• _What the task asks_
Translate this sentence from the episode recap below into Spanish: "North of the wall you have the White Walkers, in Valyria you have dragons and Stone Men."

Well, last night's episode definitely moved a few things along didn't it? Before I marvel at Tyrion and Jorah's wee journey into Valyria, I've got to wonder what Varys is up to? He's lost his little companion and all his plans must now be on hold, remember, he did have rather glorious plans with Tyrion riding shotgun. 

But Tyrion got snatched and taken on a different adventure. It was rather humbling, learning how a great city like Valyria could be so great that the only real thing that could destroy it was Mother Nature. Learning that Jorah got a bit of grey scale on his wrist though poses a few questions, maybe he and Shireen, the daughter of Stannis might use their grey scale senses and somehow team up?

North of the wall you have the White Walkers, in Valyria you have dragons and Stone Men. While all these human figures do battle, some of the mental variety, some of the physical variety, we should all be reminded that sometimes, humanity just isn't enough.

Those White Walkers; while Jon Snow was hatching his plan to get the lovely folk from the North on his side, the conversation that Stannis had with Sam-well, was probably more telling. Sammy boy has already dispatched of a White Walker and as Stannis hinted at, that's a very handy killing to have on your CV. Sam probably has no idea how to do it again though, hence he's got to keep reading but for a long time we've wondered where Sam's value might come, how he's going to help whatever team he's on. If he keeps reading, he could become a great asset, especially as the Maester is over 100 years old and freezing to death.

Like you, I'm terribly sick of this Ramsay twat. His father, Roose Bolton is slightly easier to digest, but Ramsay, shit the bed. This one was a roller coaster with Ramsay's side bitch, I use bitch in full meaning because let's be fair, she's a bitch, showing Sansa where Theon resides - in the kennels. Excuse me if I'm really dumb, but 'side-bitch' did that because she wanted to piss off Ramsay? (YES I'M ASKING YOU LORD MAESTER-WANNABE WILDCARD)

If so, then Ramsay's got to watch himself. He is consistently pissing off Sansa in his eerie, creepy way and if he continues to piss everyone off, revenge will come swiftly.

• _Dataset excerpt_
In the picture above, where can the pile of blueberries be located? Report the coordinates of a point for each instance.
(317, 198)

• _The reply_
Al norte del muro tienes a los Caminantes Blancos, en Valyria tienes dragones y Hombres de Piedra.